Conquering distraction in the name of Cherie Berry

Photo courtesy of Wikimedia Commons
Photo courtesy of Wikimedia Commons

Dear Noah,

It’s been over a month since our last public correspondence here in the paper and I’m sure a lot has happened in the meantime. Your first round of midterms. Your second time doing laundry. Your third time losing your Duke card. It’s all really exciting stuff and I’m proud of you for making it this far!

This column will be the last in my three-part preachy life philosophy series so thanks for bearing with me! These probably don’t make too much sense right now as you must certainly be worried about more pressing matters such as “who are my college friends going to be?” and “what groups do I want to join?” Yet, it is my hope that as the puzzle pieces of this grand collegiate jigsaw begin to fall into place, these words of advice will serve as the corners, providing a grounding basis on which to connect all the rest.

* TASK SET *
**A)** According to the column, where does this piece fall in its life philosophy series?
**B)** Reproduce everything in the column from "It’s been over" down to "all the rest.", swapping "Duke card" for "student ID".
None of the records is needed for the tasks.

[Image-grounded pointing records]
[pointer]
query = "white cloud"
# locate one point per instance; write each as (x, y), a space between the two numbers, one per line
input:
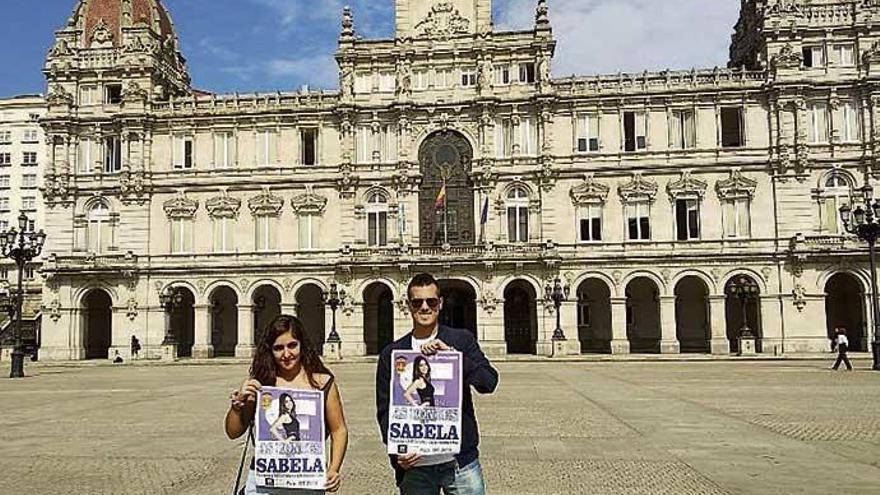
(607, 36)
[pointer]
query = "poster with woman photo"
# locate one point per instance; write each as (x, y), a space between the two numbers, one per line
(425, 415)
(290, 438)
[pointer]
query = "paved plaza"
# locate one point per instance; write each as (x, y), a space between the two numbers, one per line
(593, 428)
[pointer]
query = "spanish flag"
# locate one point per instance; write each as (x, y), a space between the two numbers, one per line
(441, 198)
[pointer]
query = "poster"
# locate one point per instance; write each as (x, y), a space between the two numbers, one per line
(290, 439)
(425, 413)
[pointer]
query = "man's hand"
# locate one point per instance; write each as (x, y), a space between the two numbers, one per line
(435, 346)
(407, 461)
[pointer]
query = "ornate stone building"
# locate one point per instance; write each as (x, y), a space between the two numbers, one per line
(645, 194)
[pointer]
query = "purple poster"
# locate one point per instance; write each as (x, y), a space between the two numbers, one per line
(425, 414)
(290, 439)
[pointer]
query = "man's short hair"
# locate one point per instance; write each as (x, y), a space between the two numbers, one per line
(422, 280)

* EXERCISE SOLUTIONS *
**A)** It is the last column in a three-part series.

**B)**
It’s been over a month since our last public correspondence here in the paper and I’m sure a lot has happened in the meantime. Your first round of midterms. Your second time doing laundry. Your third time losing your student ID. It’s all really exciting stuff and I’m proud of you for making it this far!

This column will be the last in my three-part preachy life philosophy series so thanks for bearing with me! These probably don’t make too much sense right now as you must certainly be worried about more pressing matters such as “who are my college friends going to be?” and “what groups do I want to join?” Yet, it is my hope that as the puzzle pieces of this grand collegiate jigsaw begin to fall into place, these words of advice will serve as the corners, providing a grounding basis on which to connect all the rest.